Direction:
Print each of the entries exactly, leaving nothing out.
════
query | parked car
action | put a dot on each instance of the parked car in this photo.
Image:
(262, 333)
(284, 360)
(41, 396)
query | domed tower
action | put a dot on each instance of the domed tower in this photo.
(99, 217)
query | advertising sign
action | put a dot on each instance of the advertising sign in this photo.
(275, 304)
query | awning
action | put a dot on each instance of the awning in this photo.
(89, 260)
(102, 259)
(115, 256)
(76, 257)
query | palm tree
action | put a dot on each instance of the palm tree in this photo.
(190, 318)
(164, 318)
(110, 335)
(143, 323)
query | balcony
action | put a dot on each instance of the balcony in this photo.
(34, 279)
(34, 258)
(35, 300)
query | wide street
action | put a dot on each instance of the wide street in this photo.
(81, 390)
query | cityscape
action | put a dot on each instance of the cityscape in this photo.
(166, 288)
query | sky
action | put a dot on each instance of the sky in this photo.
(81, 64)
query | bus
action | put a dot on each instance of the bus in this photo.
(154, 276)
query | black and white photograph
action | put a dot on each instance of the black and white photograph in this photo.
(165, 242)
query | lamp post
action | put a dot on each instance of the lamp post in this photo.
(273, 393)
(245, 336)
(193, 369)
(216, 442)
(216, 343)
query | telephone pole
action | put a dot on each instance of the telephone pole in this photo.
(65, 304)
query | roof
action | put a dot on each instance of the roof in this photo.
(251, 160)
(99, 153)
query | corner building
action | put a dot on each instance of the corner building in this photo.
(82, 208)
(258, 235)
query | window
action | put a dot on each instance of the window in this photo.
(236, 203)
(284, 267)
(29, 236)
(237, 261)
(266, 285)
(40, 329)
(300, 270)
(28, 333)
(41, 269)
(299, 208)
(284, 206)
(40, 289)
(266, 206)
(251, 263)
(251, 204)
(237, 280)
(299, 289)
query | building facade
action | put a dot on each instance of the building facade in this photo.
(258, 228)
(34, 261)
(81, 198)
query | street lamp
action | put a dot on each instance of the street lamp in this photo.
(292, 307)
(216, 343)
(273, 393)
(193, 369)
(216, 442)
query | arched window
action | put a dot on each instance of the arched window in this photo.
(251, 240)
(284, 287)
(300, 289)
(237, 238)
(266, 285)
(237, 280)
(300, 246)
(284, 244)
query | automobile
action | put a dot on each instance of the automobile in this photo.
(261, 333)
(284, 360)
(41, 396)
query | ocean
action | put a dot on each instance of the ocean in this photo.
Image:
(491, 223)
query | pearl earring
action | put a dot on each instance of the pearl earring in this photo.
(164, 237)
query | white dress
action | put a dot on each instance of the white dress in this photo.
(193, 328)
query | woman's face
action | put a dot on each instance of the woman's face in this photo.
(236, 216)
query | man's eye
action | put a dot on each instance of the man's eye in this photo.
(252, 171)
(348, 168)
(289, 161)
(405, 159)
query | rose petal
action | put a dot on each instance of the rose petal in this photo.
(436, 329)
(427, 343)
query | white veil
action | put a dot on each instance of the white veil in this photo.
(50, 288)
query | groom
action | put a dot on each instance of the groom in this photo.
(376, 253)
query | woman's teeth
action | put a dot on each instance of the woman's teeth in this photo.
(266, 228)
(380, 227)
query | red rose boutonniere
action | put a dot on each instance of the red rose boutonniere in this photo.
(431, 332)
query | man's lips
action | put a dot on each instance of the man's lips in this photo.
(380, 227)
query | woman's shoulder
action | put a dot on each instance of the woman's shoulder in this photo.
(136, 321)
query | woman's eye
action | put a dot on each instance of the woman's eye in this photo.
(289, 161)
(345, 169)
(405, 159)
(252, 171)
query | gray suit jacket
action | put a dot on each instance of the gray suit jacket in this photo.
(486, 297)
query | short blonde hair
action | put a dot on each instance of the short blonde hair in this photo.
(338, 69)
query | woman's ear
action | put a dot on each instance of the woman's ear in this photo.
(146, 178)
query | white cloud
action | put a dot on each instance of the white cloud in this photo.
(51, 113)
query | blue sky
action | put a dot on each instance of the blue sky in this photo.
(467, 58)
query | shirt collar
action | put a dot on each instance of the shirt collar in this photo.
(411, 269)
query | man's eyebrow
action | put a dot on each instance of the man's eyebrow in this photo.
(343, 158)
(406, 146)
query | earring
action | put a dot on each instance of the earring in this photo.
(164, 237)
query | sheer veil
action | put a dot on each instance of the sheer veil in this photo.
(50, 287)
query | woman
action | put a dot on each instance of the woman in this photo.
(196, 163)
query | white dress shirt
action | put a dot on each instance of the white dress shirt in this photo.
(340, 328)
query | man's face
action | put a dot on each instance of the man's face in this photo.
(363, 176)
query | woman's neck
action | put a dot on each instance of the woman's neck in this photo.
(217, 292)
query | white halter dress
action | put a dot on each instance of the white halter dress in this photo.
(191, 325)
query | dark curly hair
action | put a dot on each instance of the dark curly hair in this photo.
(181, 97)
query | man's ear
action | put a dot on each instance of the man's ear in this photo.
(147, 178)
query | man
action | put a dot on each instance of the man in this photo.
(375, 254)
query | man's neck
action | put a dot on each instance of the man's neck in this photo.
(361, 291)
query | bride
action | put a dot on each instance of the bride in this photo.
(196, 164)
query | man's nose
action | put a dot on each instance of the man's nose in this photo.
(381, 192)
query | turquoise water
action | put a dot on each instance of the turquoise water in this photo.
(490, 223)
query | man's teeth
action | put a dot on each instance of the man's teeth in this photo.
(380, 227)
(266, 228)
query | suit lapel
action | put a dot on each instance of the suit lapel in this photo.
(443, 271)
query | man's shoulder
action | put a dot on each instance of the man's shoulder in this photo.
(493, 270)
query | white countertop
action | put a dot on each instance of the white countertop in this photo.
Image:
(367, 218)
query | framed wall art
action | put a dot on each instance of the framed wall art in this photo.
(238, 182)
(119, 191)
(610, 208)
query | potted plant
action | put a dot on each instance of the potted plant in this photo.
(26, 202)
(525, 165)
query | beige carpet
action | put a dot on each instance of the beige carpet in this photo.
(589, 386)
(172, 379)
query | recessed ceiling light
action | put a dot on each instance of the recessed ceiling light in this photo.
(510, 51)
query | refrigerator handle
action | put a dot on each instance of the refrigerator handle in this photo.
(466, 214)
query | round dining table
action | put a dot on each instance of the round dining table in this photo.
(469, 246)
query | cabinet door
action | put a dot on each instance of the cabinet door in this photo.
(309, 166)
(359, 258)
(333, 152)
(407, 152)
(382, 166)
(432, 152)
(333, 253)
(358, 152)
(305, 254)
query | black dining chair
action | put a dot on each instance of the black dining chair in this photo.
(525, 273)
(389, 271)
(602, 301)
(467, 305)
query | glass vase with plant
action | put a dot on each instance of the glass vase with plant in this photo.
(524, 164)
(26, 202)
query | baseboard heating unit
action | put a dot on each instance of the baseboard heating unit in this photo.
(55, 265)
════
The answer:
query | parked car
action | put a dot on each instance of the parked car in this photo.
Image:
(262, 333)
(284, 360)
(41, 396)
query | domed tower
action | put a dot on each instance of the domed tower in this photo.
(99, 217)
query | advertising sign
action | put a dot on each instance of the advertising sign in this photo.
(275, 304)
query | awning
action | put a dot on each instance of the awning in this photo.
(89, 260)
(102, 259)
(115, 256)
(76, 257)
query | palm tree
action | put a dot on each instance of the palm tree in this photo.
(190, 318)
(164, 318)
(110, 335)
(143, 323)
query | balcony
action | put a dot on each instance of the balcony in this photo.
(34, 279)
(34, 258)
(35, 300)
query | wide street
action | put a dot on each instance of the wide street in this photo.
(81, 390)
query | cityscape
action | put a dot on each instance of the cityscape in this photo.
(166, 288)
query | sky
action | put a dot on each instance of the sky in this photo.
(81, 64)
query | bus
action | put a dot on each instance of the bus in this photo.
(154, 276)
query | black and white photograph
action | put a dot on each instance of the black and white photograph in this photo.
(165, 242)
query | lamp post
action | put a dot on each instance of the lamp post in this photo.
(273, 393)
(245, 336)
(193, 369)
(216, 442)
(216, 343)
query | telephone pole
action | put a dot on each instance of the telephone pole in this photo.
(65, 304)
query | roof
action | put a dot on each instance of the roof in this photo.
(251, 160)
(99, 153)
query | corner building
action | put a dot on each instance of the corner building in this photo.
(82, 208)
(258, 235)
query | window
action | put a dot on each instance of the window in this photo.
(236, 203)
(284, 267)
(29, 236)
(237, 261)
(266, 285)
(40, 329)
(300, 270)
(28, 333)
(41, 269)
(299, 208)
(284, 206)
(40, 289)
(266, 206)
(251, 263)
(251, 204)
(237, 280)
(299, 289)
query | building facade
action | put a dot on each instance of the building facade in this photo.
(258, 228)
(34, 261)
(81, 198)
query | street lamp
action | put a dot on each instance of the street lamp in this photo.
(292, 307)
(216, 343)
(273, 393)
(193, 369)
(216, 442)
query | arched window
action | put a dot on each instance of the arched window in this photo.
(251, 240)
(284, 287)
(300, 289)
(237, 238)
(266, 285)
(237, 280)
(300, 246)
(284, 244)
query | automobile
action | put a dot on each instance of the automobile in this photo.
(261, 333)
(284, 360)
(41, 396)
query | ocean
action | put a dot on each instance of the ocean in this photo.
Image:
(491, 223)
query | pearl earring
action | put a dot on each instance of the pearl earring in this photo.
(164, 237)
query | white dress
action | put a dot on each instance of the white dress in this photo.
(193, 328)
query | woman's face
action | put a dot on each instance of the woman's face in this photo.
(236, 216)
query | man's eye
action | put a dot on each instance of the man's eye in this photo.
(252, 171)
(348, 168)
(289, 161)
(405, 159)
query | rose petal
action | put a dot on each instance of the rose petal in this photo.
(436, 329)
(427, 343)
query | white veil
action | put a dot on each instance of the white veil in this photo.
(50, 288)
query | groom
action | put a dot on each instance of the groom in this photo.
(376, 253)
query | woman's teeth
action | put a dot on each instance of the woman's teeth in this photo.
(266, 228)
(380, 227)
query | red rose boutonniere
action | put a dot on each instance of the red rose boutonniere in this photo.
(431, 332)
query | man's lips
action | put a dot on each instance of the man's lips in this photo.
(380, 227)
query | woman's shoulder
action | put a dot on each instance of the woman's shoulder in this photo.
(136, 321)
query | woman's eye
action | put a dot on each instance of the woman's eye in this photo.
(289, 161)
(345, 169)
(405, 159)
(252, 171)
query | gray suit jacket
action | put a dot on each instance of the gray suit jacket in this photo.
(486, 297)
query | short blonde hair
action | put a dot on each instance of the short blonde hair in this photo.
(338, 69)
query | woman's ear
action | put a dot on each instance of the woman's ear in this photo.
(146, 178)
query | white cloud
action | put a dot on each instance of the white cloud in this photo.
(51, 113)
query | blue sky
action | put a dot on each instance of the blue sky in this photo.
(467, 58)
query | shirt collar
action | put a dot on each instance of the shirt collar in this photo.
(411, 269)
query | man's eyebrow
action | put a dot on each instance of the man's eyebrow in this photo.
(343, 158)
(406, 146)
query | earring
action | put a dot on each instance of the earring in this photo.
(164, 237)
query | sheer veil
action | put a dot on each instance of the sheer veil in this photo.
(50, 287)
query | woman
action | put a dot on each instance of the woman in this photo.
(196, 163)
query | white dress shirt
action | put a dot on each instance of the white dress shirt in this photo.
(340, 328)
query | man's face
action | put a dot on each instance of the man's face in this photo.
(363, 176)
query | woman's neck
action | put a dot on each instance of the woman's neck in this photo.
(217, 292)
query | white halter dress
action | put a dot on each instance of the white halter dress in this photo.
(191, 325)
query | dark curly hair
action | put a dot on each instance of the dark curly hair in this photo.
(181, 97)
query | man's ear
action | put a dot on each instance of the man's ear in this photo.
(147, 178)
query | man
action | put a dot on each instance of the man in this photo.
(375, 254)
query | man's neck
action | put a dot on each instance of the man's neck in this photo.
(361, 291)
query | bride
action | put a dot on each instance of the bride in this photo.
(196, 164)
query | man's nose
action | put a dot on each instance of the man's nose in this photo.
(381, 192)
query | turquoise water
action | put a dot on each instance of the turquoise water in this photo.
(490, 223)
query | man's teeth
action | put a dot on each instance of the man's teeth in this photo.
(380, 227)
(266, 228)
query | suit lapel
action | put a dot on each instance of the suit lapel in this photo.
(443, 271)
query | man's shoulder
action | put a dot on each instance of the man's shoulder in this photo.
(493, 270)
query | white countertop
action | put a dot on each instance of the white countertop in this photo.
Image:
(367, 218)
query | framed wall art
action | put a dot on each instance of the framed wall art in this photo.
(238, 182)
(119, 191)
(610, 208)
query | potted plant
action | put a dot on each instance of the potted plant in this photo.
(26, 202)
(525, 165)
query | beige carpet
action | put a dot on each instance of the beige carpet in this photo.
(589, 386)
(172, 379)
query | recessed ceiling light
action | put a dot on each instance of the recessed ceiling light in this photo.
(510, 51)
query | refrigerator handle
action | put a dot on each instance of the refrigerator handle in this photo.
(466, 214)
query | round dining table
action | put a dot on each instance of the round dining table in this photo.
(469, 246)
query | cabinet door
action | put a dot on each instance of the cabinet door in this photo.
(309, 166)
(359, 258)
(333, 152)
(407, 152)
(382, 166)
(432, 152)
(333, 253)
(358, 152)
(305, 254)
query | black dining chair
action | put a dot on each instance of the black dining chair in this photo.
(525, 273)
(389, 271)
(602, 301)
(467, 305)
query | glass vase with plant
action | put a dot on each instance of the glass vase with plant in this photo.
(524, 164)
(26, 202)
query | baseboard heating unit
action | put a dot on each instance of the baseboard heating unit in this photo.
(55, 265)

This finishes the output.